___ SUPPLIED INFORMATION ___

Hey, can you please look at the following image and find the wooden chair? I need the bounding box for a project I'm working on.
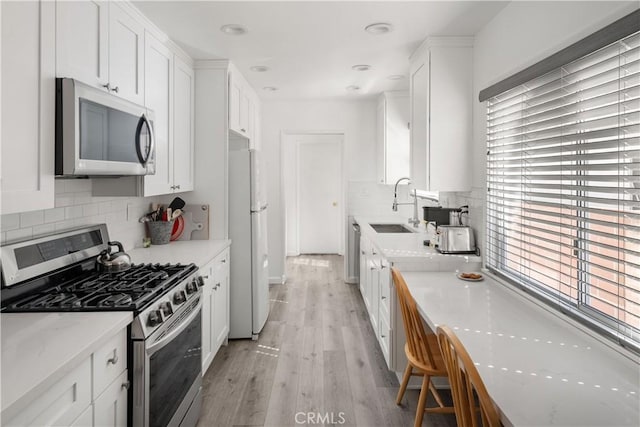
[391,267,454,427]
[436,325,501,427]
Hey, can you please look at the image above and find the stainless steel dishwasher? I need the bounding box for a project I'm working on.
[346,216,360,284]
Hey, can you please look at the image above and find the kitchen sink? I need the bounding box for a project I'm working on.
[370,223,414,233]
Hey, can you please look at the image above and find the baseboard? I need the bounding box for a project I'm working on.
[269,275,286,285]
[344,276,358,284]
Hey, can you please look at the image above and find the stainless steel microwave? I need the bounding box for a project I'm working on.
[55,78,155,177]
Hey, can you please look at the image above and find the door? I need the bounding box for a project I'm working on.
[1,0,55,214]
[173,56,195,192]
[251,209,269,335]
[410,57,429,190]
[55,0,108,88]
[297,135,342,254]
[143,32,173,196]
[109,2,144,104]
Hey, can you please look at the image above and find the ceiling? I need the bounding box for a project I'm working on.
[133,1,508,100]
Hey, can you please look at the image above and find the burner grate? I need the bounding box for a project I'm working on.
[1,263,197,313]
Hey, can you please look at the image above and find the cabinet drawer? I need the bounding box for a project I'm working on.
[5,358,91,427]
[93,329,127,397]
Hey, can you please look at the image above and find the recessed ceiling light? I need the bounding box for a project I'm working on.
[387,75,405,80]
[365,23,393,35]
[250,65,270,72]
[220,24,247,35]
[352,64,372,71]
[346,85,360,92]
[263,86,278,92]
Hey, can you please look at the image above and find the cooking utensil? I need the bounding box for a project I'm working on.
[96,241,132,272]
[170,216,185,241]
[168,197,186,212]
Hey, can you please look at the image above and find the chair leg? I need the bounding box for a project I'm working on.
[429,381,447,408]
[414,374,430,427]
[396,363,413,405]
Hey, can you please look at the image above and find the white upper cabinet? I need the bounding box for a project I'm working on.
[409,37,473,192]
[377,91,410,185]
[228,64,260,145]
[56,1,144,104]
[142,31,174,196]
[108,3,145,104]
[1,0,55,215]
[172,55,195,193]
[55,0,109,88]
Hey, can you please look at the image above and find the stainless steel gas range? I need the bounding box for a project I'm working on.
[0,224,203,427]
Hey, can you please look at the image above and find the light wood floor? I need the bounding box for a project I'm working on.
[197,255,457,427]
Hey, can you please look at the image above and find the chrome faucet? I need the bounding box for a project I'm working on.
[392,177,421,228]
[392,177,411,211]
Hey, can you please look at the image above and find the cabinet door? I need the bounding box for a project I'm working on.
[142,32,174,196]
[376,97,386,184]
[201,261,214,373]
[248,96,256,147]
[1,0,55,214]
[212,249,230,354]
[94,370,128,427]
[109,3,144,104]
[409,59,429,190]
[229,72,242,134]
[359,238,368,299]
[173,56,195,192]
[239,91,250,137]
[369,258,380,332]
[385,94,410,184]
[56,0,109,88]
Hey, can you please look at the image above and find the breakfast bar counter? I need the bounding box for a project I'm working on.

___

§ **GOAL OF THE EXERCISE**: Only the pictures are dropped. Otherwise, write out the listing exactly.

§ **EXERCISE RESULT**:
Hey, can you please look at the following image and find the wooden chair? I need the bounding box for a project I'm working on.
[391,267,454,427]
[436,325,501,427]
Hey, can you please look at the image above and find the stainless steel dishwasher? I need the bounding box for a project I'm working on.
[346,216,360,284]
Hey, can you please look at the image above and find the kitchen sink? I need the bounding box for a project I'm working on.
[370,223,414,233]
Hey, can you please look at the image above and find the baseboard? I need the bounding box for a project I'm working on.
[269,275,286,285]
[344,276,358,284]
Hey, can you please look at the image above and find the stainless steel microwave? I need the bounding box for a project I'm working on.
[55,78,155,177]
Hey, can you please look at the image above and find the door? I need the bounding box for a project I'm working on.
[1,0,55,214]
[173,56,195,192]
[251,209,269,335]
[410,57,429,190]
[55,0,108,88]
[297,135,342,254]
[143,32,173,196]
[109,2,144,104]
Hey, can you please look at the image above and find the ceiling? I need the bounding box for a project I'm working on.
[133,1,508,100]
Hey, can you please look at the image above and find the burner grate? I need the bounding box for a project I'm working on.
[1,263,197,313]
Hey, can you please look at the image above and find the cabinet drawer? I need the bounding box for a project I'm working on.
[5,358,91,427]
[93,329,127,397]
Hey, can you please look at the image above and find the recessed ceiling light? I need the bounding box for a project I'm working on.
[387,75,405,80]
[365,23,393,35]
[250,65,270,72]
[220,24,247,35]
[352,64,372,71]
[346,85,360,92]
[263,86,278,92]
Hey, can you please look at the image above and find the cooking utensil? I need the bounding box for a project I'm working on.
[96,241,132,272]
[170,216,185,241]
[168,197,186,212]
Hey, can you please look at the image above and find the chair leg? I need the bounding box for a project I'm working on.
[429,381,447,408]
[414,374,430,427]
[396,363,413,405]
Hey, can you please look at the image above and find the white upper cabinet? I need the bounding box for a project I'm working on.
[409,37,473,192]
[377,91,410,185]
[228,64,260,145]
[56,1,144,104]
[142,31,174,196]
[108,3,145,104]
[1,0,55,215]
[172,55,195,193]
[55,0,109,88]
Hey, can you please look at the image above and find the stainless steel gas range? I need the bounding box for a project I'm working on.
[0,224,203,427]
Hey, can you please look at the image above and find the light wood floor? I need the bounding box for a project I'm working on.
[197,255,457,427]
Hey, can you please look at the image above and find the chrome faucet? I need the bounding box for a project I'm working on.
[392,177,421,228]
[392,177,411,211]
Hey, can you please look at the image above and find the cabinet door? I need the bounding box for a project I'm working on.
[142,32,174,196]
[376,97,386,184]
[201,261,214,373]
[248,96,256,147]
[1,0,55,214]
[212,249,230,354]
[94,370,128,427]
[109,3,144,104]
[409,59,429,190]
[229,72,242,134]
[359,238,368,299]
[173,56,195,192]
[239,91,250,137]
[369,258,380,332]
[385,94,410,184]
[56,0,109,88]
Hey, can you please look at the image above and find the breakfast bar counter? I need the bounding box for a project I'm working on.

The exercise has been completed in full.